* _Your goal_: Transcribe each line below without altering anything.

* _Given records_:
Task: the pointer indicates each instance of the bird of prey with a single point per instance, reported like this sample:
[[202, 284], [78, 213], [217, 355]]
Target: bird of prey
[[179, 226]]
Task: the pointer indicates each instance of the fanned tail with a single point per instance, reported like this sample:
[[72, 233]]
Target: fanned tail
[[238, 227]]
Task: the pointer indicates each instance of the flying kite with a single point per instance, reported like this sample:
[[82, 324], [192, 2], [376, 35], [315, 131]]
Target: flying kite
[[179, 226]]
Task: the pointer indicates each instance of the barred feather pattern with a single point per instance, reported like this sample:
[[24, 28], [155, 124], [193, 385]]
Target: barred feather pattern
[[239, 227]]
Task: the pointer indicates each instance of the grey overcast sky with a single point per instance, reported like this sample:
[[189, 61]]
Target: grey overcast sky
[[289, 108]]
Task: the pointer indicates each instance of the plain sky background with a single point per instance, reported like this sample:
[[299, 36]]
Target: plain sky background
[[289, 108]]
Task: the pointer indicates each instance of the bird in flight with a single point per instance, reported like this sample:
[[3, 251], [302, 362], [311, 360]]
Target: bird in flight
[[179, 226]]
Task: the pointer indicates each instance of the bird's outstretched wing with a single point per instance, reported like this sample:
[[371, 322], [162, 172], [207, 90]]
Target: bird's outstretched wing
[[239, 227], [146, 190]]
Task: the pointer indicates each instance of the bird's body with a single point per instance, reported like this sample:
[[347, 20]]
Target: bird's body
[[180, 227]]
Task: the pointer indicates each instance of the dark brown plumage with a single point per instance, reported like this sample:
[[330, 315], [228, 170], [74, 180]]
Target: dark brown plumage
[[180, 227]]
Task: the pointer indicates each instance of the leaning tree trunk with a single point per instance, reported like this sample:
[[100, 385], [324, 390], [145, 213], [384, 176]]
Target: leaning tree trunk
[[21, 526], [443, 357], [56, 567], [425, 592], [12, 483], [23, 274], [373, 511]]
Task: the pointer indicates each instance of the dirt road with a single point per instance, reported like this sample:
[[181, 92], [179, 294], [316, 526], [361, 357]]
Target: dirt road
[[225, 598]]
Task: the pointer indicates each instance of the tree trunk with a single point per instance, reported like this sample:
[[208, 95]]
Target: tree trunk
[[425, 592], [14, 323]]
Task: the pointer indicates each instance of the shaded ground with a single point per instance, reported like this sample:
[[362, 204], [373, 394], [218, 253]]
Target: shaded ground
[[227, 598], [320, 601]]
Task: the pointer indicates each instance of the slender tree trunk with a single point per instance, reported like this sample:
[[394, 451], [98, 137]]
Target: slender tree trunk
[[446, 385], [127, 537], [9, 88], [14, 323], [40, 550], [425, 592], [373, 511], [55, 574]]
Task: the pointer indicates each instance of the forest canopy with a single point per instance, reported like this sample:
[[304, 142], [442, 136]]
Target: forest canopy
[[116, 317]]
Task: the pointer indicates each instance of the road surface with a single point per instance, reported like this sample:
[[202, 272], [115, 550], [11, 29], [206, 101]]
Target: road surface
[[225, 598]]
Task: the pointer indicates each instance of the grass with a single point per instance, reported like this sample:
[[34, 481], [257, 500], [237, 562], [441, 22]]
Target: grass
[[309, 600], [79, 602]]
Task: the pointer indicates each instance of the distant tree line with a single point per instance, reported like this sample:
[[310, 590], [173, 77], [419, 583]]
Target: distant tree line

* _Answer to this problem_:
Task: the pointer indicates each instance of the bird of prey with a single point per instance, reported like this sample:
[[202, 284], [78, 213], [217, 355]]
Target: bird of prey
[[179, 226]]
Task: the pointer indicates each instance of the fanned tail with a single point per instance, reported like this sample:
[[72, 233]]
Target: fanned tail
[[238, 227]]
Task: the pointer indicates each instance of the flying kite with a single point per instance, reported like this sample:
[[82, 324], [192, 2], [376, 35], [315, 131]]
Target: flying kite
[[179, 226]]
Task: the pointer indicates each instance of the barred feather pattern with a single point per instance, reported like this sample:
[[24, 28], [155, 124], [193, 385]]
Target: barred feather pattern
[[239, 227]]
Task: the pointer indicates each instance of the grey overcast sky with a single point per instance, reported like this sample:
[[189, 61]]
Target: grey overcast sky
[[289, 108]]
Task: the pointer indicates each instance of the plain sky background with a single point per instance, reported like this sample:
[[299, 36]]
Target: plain sky background
[[289, 108]]
Task: the pointer indicates each instance of the bird in flight with a single point per instance, reported like this sample:
[[3, 251], [302, 362], [311, 360]]
Target: bird in flight
[[179, 226]]
Task: the pointer indicates each instance of the bird's outstretched wing with a single point per instance, reported like this sample:
[[371, 322], [162, 172], [207, 90]]
Target: bird's outstretched wing
[[239, 227], [146, 190]]
Task: the pointer indicates each instance of the bird's body with a single point per instance, reported like this sample:
[[347, 20]]
Target: bird's body
[[180, 227]]
Task: the pointer indicates each instance of the dark brown plumage with a single point per instance, reported like this sample:
[[330, 315], [228, 170], [74, 180]]
Target: dark brown plumage
[[180, 227]]
Task: the pointer indicates each instance of the leaning tree trunk with a single point per instance, reported like this sample:
[[100, 385], [324, 390], [145, 213], [384, 176]]
Target: leaning tree trunk
[[21, 526], [443, 357], [56, 567], [425, 592], [12, 483], [23, 274], [373, 511]]
Task: the pointer indicates each instance of the dirt road with a single point per instance, reported like this sample:
[[181, 92], [179, 294], [316, 526], [361, 357]]
Target: dirt road
[[225, 598]]
Task: the pointer indicates each instance of the tree trunk with a single point per instance, reported like this sample:
[[208, 95]]
Target: tree trunk
[[425, 592], [14, 323]]
Task: the pointer indicates each instance of the shaded ground with a single point per instance, reported like this sample:
[[362, 204], [373, 394], [218, 253]]
Target: shaded ground
[[227, 598], [320, 601]]
Task: the pointer indicates each instance of the slender tree trunk with a single point per instance, reported like this sample:
[[394, 451], [98, 137]]
Target: slender tree trunk
[[446, 385], [127, 537], [9, 88], [14, 323], [40, 550], [425, 592], [373, 511], [55, 574]]
Task: the pointer indicates each instance of the forest canopy with a single point per instance, reported like this sample:
[[304, 142], [442, 136]]
Target: forest canopy
[[116, 317]]
Task: the pointer indicates each instance of the road surface with a single point per instance, reported like this sample:
[[202, 272], [115, 550], [11, 29], [206, 101]]
Target: road surface
[[225, 598]]
Task: the pointer indicates each instance of the grass with a single point per instance, reported like this sample:
[[34, 481], [257, 500], [237, 562], [441, 22]]
Target: grass
[[309, 600], [79, 602]]
Task: the pointer indicates each instance of the distant tree line with a single point per instance, reported like this sample:
[[310, 590], [173, 77], [419, 583]]
Target: distant tree line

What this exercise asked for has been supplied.